# Objective 1:
In the gas law example, what stays constant in the special case of the ideal gas law that it describes?
# Objective 2:
Do these statements agree with the gas law example? Answer yes or no for each, quoting the deciding words. (a) The cylinder in the problem has a volume of 20 L. (b) The gas is heated to 87 °C. (c) At constant volume, the pressure of a gas is directly proportional to its absolute temperature.
# Objective 3:
List every symbol in the equation given in the gas law example, with what each one stands for.

# Text provided:
Start

Guy-Lussac's gas law is a special case of the ideal gas law

Paul Taylor, Getty Images
Guy-Lussac's gas law is a special case of the ideal gas law where the volume of the gas is held constant. When the volume is held constant, the pressure exerted by a gas is directly proportional to the absolute temperature of the gas. This example problem uses Guy-Lussac's law to find the pressure of a heated container.

Problem:

A 20 L cylinder containing 6 atm of gas at 27 °C. What would the pressure of the gas be if the gas was heated to 77 °C?

Solution

The cylinder's volume remains unchanged while the gas is heated so Gay-Lussac's gas law applies. Gay-Lussac's gas law can be expressed as

Pi/Ti = Pf/Tf

where
Pi and Ti are the initial pressure and absolute temperatures
Pf and Tf are the final pressure and absolute temperature

First, convert the temperatures to absolute temperatures.

End

# Items listed in a dataset:

Start

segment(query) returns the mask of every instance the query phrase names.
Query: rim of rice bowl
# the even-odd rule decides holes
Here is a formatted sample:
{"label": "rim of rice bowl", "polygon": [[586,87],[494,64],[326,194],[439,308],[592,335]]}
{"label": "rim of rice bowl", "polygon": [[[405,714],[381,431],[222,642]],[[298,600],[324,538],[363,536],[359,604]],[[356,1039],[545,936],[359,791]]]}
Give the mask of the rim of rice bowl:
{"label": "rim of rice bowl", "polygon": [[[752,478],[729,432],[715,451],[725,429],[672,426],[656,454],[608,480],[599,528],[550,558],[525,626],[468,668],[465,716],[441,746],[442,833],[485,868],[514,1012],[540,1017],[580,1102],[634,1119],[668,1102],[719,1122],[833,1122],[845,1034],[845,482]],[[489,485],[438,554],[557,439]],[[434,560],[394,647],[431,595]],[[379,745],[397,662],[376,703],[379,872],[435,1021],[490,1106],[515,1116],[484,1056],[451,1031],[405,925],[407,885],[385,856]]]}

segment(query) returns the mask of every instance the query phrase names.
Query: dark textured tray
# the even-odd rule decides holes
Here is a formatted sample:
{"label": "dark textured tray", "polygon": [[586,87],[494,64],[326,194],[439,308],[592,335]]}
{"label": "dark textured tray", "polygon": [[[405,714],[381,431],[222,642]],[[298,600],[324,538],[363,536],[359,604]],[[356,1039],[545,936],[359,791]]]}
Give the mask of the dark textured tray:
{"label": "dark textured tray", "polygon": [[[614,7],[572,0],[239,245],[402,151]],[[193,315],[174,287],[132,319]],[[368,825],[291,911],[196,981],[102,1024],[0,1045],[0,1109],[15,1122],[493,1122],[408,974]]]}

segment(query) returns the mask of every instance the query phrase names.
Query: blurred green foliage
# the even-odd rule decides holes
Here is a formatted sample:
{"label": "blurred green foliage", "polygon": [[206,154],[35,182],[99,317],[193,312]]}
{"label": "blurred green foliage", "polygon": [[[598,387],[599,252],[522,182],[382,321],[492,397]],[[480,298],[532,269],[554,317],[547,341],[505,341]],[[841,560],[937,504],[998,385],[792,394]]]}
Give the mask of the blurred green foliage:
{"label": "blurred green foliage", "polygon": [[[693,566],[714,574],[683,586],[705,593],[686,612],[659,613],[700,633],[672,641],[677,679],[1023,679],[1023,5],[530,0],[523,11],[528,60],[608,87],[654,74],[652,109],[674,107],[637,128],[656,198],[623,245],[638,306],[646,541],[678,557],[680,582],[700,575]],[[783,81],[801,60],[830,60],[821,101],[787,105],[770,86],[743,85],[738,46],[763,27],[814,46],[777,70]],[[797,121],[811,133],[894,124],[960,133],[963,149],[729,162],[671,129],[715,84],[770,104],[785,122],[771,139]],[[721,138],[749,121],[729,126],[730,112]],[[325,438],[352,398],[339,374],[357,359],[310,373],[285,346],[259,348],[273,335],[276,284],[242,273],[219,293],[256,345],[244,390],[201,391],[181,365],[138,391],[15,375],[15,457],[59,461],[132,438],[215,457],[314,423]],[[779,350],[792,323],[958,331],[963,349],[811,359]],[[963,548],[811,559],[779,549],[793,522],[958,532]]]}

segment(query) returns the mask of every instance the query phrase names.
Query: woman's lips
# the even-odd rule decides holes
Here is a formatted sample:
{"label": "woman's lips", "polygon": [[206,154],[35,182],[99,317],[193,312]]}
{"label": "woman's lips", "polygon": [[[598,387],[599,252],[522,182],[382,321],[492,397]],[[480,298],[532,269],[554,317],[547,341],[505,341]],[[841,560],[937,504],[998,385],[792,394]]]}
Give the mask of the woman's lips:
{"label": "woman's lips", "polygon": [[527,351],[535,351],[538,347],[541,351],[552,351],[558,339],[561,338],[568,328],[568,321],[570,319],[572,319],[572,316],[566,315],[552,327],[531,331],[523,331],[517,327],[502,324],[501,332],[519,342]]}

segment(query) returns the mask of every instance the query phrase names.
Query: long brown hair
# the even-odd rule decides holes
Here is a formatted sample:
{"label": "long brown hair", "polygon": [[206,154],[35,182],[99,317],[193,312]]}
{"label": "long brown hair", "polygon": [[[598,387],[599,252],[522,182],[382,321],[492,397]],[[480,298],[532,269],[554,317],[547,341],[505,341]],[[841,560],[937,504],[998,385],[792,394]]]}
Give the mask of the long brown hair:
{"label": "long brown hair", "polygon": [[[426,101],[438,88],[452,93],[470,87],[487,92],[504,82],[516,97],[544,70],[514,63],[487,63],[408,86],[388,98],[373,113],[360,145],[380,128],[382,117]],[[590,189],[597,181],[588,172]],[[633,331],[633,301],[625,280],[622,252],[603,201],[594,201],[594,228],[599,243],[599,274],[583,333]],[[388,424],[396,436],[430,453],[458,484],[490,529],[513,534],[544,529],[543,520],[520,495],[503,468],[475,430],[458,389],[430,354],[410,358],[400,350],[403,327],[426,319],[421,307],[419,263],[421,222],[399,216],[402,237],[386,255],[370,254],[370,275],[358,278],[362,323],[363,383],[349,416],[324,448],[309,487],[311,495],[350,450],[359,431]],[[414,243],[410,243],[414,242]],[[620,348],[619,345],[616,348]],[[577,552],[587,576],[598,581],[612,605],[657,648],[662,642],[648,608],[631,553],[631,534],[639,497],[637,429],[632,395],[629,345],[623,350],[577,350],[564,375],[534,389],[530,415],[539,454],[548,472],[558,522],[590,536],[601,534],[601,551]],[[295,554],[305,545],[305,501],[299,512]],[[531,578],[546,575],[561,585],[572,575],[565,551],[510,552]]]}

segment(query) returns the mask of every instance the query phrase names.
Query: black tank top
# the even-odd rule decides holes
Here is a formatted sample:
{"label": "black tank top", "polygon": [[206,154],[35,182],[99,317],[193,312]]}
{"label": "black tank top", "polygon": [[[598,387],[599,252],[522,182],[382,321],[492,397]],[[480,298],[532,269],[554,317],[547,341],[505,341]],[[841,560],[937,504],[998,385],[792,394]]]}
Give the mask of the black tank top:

End

# Worked answer 1:
The volume of the gas.

# Worked answer 2:
(a) Yes: "A 20 L cylinder containing 6 atm of gas at 27 °C."
(b) No: "if the gas was heated to 77 °C"
(c) Yes: "the pressure exerted by a gas is directly proportional to the absolute temperature of the gas"

# Worked answer 3:
Pi: initial pressure
Ti: initial absolute temperature
Pf: final pressure
Tf: final absolute temperature